◆ Goal of the exercise:
Number of lines with "mascot" in the data: give that figure by itself.

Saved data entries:
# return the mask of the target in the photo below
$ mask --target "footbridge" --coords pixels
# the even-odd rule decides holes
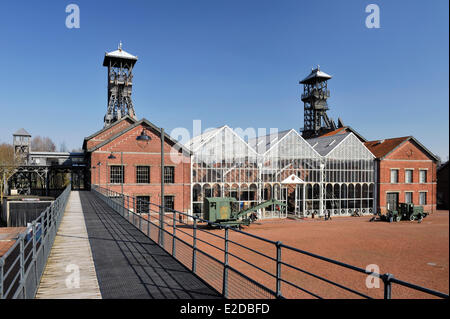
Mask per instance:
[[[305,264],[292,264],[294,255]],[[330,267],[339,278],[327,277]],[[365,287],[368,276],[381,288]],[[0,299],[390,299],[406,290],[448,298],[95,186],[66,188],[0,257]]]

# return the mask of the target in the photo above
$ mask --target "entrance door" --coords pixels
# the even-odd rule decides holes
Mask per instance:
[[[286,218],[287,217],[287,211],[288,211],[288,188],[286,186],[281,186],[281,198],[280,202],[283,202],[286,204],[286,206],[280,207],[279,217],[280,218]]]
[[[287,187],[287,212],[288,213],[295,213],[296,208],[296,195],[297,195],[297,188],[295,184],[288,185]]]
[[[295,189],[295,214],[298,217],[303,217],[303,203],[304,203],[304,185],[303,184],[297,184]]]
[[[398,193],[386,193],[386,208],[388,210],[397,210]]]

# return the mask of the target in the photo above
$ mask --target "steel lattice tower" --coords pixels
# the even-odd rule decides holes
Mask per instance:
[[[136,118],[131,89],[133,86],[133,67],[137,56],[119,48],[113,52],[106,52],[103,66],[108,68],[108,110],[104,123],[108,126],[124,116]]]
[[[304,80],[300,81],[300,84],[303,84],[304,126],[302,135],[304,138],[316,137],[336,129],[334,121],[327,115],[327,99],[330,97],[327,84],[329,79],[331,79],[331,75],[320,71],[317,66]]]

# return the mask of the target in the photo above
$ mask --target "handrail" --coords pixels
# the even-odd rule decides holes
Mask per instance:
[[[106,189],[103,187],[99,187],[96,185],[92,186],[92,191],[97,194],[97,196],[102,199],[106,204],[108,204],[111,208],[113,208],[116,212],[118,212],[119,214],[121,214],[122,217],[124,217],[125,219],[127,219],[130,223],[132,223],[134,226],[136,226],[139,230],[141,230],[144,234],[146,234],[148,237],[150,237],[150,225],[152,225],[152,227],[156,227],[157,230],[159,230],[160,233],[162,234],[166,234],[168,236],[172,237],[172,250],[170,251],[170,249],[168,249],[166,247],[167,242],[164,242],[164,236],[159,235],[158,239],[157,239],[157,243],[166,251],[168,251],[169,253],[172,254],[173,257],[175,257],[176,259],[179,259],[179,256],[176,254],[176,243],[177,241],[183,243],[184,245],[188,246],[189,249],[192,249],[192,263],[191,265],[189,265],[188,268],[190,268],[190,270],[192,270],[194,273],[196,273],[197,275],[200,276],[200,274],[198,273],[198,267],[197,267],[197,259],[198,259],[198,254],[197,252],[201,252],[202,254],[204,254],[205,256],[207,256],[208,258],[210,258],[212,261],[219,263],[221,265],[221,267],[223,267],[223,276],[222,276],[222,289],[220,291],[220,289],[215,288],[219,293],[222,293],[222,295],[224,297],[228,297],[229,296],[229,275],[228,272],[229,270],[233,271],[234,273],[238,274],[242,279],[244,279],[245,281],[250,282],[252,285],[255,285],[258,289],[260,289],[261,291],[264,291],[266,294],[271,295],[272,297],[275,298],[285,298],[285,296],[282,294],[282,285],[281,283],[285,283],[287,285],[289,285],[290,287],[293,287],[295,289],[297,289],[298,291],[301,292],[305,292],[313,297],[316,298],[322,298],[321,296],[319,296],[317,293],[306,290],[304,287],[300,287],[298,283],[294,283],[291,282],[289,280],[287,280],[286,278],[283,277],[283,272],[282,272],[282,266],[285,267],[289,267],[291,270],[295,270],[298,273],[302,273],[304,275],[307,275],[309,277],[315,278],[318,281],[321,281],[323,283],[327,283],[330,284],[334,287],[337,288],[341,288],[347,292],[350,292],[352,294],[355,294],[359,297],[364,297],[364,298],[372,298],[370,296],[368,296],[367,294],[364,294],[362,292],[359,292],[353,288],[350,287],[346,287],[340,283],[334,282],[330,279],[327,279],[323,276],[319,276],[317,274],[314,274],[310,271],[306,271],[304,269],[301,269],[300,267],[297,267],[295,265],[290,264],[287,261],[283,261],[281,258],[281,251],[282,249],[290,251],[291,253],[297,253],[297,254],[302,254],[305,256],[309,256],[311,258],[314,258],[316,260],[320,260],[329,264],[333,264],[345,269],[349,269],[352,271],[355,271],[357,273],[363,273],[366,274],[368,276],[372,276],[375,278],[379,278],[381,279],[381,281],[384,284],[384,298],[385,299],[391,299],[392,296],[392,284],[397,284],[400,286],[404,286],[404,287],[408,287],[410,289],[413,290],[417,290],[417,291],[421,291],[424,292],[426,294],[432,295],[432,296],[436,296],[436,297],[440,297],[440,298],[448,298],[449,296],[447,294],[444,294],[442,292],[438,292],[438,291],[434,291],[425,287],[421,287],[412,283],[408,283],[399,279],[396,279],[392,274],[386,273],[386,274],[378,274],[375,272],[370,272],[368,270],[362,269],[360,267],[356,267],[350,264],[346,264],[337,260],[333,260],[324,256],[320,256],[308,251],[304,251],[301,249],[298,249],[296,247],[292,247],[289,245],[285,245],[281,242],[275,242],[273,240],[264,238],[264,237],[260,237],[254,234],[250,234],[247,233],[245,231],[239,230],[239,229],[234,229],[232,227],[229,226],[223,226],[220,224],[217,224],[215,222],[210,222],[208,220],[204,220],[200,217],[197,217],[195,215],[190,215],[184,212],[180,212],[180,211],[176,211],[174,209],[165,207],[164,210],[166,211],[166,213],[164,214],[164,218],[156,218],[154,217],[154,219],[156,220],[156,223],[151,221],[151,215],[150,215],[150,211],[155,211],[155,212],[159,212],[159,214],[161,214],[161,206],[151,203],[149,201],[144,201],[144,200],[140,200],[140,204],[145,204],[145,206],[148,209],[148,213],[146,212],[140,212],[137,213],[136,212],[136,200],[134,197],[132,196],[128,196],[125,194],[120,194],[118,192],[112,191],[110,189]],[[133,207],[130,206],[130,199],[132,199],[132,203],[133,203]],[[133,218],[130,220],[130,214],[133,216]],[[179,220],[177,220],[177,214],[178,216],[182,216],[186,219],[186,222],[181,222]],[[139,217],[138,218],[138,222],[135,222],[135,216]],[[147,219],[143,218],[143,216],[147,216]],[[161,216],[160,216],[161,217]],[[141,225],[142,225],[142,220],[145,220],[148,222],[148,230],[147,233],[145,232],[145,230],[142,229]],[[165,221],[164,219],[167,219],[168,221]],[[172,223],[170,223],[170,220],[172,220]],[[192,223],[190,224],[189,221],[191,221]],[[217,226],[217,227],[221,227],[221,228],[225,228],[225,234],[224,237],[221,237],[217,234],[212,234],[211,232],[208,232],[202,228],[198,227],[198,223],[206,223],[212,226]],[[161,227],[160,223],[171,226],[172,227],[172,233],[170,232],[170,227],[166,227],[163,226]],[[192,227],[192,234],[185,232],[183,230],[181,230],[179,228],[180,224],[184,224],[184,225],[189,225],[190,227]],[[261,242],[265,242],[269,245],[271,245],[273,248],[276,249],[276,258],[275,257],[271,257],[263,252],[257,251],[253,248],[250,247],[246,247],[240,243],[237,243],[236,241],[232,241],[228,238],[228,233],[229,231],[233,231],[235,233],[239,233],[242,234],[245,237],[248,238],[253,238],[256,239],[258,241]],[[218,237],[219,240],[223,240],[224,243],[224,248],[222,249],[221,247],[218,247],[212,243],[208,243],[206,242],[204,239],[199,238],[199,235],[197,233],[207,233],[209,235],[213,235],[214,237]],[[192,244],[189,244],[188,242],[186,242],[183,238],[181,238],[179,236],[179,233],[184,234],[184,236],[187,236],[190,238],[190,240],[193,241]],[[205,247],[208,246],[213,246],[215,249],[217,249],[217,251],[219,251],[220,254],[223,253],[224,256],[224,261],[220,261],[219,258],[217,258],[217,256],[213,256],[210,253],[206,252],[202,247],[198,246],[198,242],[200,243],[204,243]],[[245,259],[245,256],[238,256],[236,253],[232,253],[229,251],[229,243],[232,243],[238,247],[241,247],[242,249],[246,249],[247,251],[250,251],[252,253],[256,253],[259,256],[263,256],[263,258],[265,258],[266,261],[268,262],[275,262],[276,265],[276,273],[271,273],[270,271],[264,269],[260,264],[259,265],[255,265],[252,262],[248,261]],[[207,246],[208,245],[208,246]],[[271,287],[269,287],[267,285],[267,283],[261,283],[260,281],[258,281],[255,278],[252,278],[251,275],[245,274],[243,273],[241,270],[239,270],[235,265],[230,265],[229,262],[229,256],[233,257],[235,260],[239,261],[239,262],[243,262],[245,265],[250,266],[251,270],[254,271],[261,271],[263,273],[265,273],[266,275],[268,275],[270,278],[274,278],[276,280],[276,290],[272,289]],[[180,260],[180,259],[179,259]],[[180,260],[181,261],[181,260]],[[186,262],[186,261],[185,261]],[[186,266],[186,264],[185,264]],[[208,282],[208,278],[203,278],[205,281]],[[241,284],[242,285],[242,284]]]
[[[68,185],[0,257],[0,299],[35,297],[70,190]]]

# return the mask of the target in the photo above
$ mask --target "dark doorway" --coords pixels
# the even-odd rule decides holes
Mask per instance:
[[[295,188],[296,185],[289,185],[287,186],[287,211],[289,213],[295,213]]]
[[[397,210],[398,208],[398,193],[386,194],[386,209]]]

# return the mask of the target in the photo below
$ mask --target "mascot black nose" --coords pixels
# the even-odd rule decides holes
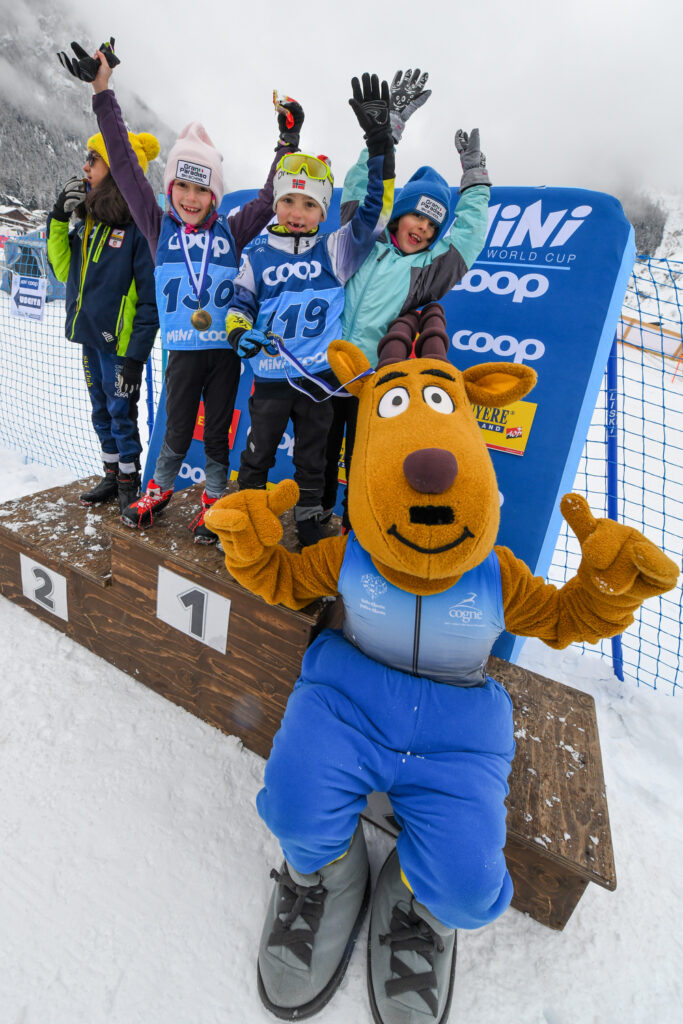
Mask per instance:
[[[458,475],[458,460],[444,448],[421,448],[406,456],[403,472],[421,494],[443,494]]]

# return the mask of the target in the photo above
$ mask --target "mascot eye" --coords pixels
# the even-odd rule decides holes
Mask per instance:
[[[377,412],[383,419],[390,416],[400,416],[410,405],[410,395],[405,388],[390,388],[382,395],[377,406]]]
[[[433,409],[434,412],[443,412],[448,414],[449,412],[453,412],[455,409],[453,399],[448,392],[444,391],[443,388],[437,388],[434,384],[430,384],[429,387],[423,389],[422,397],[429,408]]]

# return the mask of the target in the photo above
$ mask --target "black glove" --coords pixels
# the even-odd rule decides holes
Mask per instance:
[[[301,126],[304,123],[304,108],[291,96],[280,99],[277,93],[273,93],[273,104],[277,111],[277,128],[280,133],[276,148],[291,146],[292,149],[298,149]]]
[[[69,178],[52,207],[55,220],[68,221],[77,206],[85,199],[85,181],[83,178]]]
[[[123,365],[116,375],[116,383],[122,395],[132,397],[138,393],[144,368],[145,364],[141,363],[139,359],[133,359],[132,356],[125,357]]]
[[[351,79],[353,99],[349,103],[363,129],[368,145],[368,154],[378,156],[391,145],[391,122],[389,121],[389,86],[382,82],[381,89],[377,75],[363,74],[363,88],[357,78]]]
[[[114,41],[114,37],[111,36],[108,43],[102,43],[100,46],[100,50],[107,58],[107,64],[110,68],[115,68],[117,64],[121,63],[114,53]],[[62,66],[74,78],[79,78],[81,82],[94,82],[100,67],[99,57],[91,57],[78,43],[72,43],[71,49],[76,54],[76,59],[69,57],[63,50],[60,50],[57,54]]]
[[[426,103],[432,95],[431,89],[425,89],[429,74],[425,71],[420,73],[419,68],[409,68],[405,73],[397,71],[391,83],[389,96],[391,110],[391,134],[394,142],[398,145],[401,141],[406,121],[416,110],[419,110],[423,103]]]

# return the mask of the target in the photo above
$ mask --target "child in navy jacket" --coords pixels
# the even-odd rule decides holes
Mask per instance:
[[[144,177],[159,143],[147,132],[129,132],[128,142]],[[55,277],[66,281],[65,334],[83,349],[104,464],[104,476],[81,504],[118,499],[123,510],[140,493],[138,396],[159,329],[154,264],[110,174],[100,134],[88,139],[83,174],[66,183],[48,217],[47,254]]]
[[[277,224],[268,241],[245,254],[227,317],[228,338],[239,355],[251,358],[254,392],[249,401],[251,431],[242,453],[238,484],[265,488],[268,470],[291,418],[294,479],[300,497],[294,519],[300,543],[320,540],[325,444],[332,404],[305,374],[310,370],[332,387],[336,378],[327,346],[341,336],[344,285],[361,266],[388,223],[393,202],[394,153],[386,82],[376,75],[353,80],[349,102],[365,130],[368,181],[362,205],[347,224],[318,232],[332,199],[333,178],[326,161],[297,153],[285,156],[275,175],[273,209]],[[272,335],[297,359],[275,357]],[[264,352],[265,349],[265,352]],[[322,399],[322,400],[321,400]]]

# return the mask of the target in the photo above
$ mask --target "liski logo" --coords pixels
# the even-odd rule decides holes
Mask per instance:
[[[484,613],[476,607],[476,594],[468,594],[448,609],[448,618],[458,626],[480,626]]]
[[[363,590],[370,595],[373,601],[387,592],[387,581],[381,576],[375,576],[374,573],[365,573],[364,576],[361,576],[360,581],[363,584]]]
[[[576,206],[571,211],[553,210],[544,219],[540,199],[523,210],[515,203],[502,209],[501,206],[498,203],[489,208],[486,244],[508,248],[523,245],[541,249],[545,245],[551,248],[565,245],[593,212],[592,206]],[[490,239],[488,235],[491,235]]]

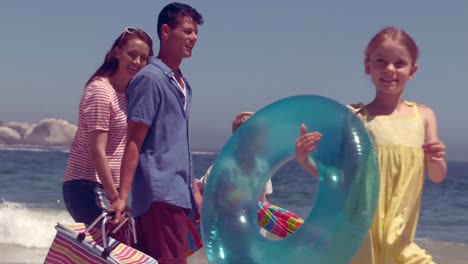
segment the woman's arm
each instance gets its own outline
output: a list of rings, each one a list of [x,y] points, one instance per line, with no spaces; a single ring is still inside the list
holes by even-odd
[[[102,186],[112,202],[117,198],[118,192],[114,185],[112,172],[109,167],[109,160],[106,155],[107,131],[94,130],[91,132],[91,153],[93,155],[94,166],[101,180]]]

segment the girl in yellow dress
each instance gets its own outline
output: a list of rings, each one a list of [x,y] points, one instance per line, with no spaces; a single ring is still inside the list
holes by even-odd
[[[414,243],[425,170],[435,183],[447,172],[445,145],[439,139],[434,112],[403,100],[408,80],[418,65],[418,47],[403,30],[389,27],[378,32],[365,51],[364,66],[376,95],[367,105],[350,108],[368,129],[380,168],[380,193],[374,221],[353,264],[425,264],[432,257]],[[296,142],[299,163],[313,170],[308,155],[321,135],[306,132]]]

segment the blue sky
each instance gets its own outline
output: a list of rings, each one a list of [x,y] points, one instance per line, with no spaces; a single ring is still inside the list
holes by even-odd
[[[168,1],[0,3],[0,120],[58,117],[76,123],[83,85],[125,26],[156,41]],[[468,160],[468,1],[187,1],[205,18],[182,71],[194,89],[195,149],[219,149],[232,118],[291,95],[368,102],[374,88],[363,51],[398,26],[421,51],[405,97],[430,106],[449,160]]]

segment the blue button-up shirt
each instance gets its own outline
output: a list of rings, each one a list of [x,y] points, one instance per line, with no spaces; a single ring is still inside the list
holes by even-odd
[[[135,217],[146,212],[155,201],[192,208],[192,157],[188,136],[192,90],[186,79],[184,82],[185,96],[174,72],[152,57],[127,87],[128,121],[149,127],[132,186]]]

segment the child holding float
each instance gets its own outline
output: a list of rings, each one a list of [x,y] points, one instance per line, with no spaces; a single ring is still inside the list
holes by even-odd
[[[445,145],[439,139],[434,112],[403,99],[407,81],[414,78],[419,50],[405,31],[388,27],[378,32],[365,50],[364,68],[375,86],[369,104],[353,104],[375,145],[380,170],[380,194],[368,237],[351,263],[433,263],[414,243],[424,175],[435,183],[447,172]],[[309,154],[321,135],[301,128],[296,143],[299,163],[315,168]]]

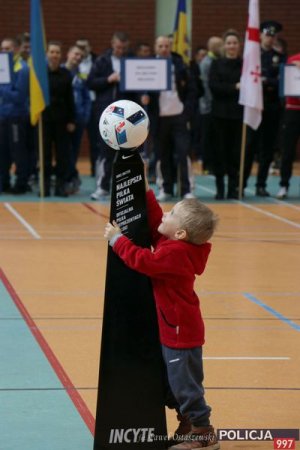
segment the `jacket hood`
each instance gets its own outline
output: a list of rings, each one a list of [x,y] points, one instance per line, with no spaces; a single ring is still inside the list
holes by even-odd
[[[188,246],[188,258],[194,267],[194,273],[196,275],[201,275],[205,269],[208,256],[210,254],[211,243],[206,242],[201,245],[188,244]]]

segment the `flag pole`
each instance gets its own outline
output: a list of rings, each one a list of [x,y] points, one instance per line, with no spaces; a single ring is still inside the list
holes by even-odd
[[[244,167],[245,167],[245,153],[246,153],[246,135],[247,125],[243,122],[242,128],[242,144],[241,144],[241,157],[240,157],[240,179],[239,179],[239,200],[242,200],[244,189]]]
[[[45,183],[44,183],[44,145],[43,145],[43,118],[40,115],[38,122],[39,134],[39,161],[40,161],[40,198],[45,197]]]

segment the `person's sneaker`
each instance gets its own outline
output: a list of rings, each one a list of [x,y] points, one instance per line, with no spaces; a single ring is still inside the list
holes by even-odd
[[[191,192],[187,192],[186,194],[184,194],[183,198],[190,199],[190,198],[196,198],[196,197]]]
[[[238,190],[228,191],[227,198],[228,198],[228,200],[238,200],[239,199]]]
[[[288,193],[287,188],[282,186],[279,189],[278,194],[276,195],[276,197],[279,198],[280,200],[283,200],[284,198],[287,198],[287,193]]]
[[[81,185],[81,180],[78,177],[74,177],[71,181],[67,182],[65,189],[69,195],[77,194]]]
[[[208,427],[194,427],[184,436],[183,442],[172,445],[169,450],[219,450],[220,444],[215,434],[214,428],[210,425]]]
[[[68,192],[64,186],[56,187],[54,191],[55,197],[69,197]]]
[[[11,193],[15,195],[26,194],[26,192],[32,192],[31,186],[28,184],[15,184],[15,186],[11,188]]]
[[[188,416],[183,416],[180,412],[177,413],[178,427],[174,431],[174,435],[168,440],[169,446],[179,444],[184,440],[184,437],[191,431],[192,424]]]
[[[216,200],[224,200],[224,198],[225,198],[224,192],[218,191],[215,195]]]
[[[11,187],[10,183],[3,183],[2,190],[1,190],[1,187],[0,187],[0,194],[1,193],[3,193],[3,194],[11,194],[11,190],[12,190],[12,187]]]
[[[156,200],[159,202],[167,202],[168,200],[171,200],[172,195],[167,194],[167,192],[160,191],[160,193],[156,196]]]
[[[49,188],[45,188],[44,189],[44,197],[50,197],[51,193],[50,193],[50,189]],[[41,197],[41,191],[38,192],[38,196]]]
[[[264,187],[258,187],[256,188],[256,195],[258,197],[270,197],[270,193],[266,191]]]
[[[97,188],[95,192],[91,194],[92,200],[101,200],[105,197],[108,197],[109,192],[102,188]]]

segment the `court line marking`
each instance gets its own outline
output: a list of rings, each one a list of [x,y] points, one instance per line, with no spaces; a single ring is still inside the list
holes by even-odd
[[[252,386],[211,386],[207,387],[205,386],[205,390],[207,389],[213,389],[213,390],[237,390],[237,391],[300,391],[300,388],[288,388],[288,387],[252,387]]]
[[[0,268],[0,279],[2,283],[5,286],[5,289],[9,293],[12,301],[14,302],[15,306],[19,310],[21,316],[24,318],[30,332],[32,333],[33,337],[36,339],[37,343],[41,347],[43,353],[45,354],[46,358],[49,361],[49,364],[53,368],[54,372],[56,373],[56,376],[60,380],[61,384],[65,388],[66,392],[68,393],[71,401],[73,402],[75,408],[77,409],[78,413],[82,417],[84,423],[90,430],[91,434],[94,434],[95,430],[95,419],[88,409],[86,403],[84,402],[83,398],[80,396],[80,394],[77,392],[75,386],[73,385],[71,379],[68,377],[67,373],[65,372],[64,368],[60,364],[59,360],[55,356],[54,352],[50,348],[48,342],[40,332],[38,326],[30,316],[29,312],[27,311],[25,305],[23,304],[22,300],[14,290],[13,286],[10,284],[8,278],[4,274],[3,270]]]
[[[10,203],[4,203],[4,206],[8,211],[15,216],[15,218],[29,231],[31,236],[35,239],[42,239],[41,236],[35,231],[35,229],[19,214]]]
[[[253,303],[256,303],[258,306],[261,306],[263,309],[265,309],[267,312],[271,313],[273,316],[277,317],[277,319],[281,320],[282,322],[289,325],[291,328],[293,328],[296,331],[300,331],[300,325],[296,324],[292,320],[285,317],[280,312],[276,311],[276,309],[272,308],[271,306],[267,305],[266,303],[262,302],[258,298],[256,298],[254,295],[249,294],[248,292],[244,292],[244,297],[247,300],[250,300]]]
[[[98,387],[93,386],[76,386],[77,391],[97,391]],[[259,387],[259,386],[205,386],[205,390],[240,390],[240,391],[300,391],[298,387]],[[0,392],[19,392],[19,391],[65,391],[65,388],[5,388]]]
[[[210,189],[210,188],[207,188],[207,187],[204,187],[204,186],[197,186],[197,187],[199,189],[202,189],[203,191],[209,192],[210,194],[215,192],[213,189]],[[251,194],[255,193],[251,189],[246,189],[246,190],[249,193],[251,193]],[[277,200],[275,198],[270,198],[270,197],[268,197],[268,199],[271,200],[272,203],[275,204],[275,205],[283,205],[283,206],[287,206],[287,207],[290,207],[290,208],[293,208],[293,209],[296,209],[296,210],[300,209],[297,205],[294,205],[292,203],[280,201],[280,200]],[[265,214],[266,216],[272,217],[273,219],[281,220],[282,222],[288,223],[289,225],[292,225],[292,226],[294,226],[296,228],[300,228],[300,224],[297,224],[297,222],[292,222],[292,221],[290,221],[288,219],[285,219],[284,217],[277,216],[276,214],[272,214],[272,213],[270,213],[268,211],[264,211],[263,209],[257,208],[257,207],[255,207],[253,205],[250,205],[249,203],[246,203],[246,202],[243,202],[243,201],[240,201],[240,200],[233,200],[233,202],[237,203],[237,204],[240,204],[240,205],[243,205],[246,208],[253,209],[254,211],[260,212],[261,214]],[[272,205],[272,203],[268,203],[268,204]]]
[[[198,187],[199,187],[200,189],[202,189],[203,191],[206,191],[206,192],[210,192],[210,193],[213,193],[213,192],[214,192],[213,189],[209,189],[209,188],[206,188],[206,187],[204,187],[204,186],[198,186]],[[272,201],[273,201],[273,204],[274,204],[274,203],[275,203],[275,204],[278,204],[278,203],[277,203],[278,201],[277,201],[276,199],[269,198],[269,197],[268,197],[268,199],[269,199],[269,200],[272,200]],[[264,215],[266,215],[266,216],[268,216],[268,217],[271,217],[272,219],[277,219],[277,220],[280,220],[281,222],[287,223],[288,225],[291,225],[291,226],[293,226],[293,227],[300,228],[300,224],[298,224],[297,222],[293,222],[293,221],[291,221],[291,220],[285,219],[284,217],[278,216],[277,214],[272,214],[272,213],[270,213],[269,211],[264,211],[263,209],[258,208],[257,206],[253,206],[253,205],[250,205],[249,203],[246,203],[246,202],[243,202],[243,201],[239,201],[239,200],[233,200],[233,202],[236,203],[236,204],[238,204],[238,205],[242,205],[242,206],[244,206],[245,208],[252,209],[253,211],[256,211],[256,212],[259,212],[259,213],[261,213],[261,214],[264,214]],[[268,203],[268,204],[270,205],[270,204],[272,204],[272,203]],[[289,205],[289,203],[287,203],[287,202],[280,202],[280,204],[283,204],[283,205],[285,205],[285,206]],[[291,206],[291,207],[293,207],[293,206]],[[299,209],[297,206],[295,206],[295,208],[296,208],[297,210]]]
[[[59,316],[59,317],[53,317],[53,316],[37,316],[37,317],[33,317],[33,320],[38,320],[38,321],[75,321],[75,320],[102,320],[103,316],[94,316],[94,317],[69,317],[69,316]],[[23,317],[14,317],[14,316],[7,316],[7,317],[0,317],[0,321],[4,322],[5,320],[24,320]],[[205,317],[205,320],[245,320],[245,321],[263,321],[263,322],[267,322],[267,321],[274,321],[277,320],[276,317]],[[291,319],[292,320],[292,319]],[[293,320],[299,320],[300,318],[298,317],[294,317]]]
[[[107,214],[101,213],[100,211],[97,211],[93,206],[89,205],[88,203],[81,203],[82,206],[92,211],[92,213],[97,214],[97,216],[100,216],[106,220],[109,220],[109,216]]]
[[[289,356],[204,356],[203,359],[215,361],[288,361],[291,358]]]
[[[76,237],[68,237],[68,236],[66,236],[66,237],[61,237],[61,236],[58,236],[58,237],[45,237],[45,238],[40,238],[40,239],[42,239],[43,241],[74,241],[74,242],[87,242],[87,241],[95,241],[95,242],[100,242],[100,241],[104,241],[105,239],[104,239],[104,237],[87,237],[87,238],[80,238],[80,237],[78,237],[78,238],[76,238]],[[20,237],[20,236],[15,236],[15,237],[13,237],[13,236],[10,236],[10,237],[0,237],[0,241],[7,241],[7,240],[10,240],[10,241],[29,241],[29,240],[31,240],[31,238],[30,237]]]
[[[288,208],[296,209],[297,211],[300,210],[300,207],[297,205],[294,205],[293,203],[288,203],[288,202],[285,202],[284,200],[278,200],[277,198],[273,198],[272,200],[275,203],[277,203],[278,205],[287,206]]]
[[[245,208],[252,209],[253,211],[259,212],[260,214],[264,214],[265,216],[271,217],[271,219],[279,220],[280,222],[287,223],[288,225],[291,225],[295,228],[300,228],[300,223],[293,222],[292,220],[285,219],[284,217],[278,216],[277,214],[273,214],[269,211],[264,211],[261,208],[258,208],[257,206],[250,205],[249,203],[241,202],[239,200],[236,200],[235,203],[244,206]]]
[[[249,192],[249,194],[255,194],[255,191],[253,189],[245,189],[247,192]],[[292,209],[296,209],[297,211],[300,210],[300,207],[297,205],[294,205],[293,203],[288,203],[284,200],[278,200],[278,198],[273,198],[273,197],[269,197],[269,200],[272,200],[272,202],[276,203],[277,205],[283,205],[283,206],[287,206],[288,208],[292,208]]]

◆ Expected answer:
2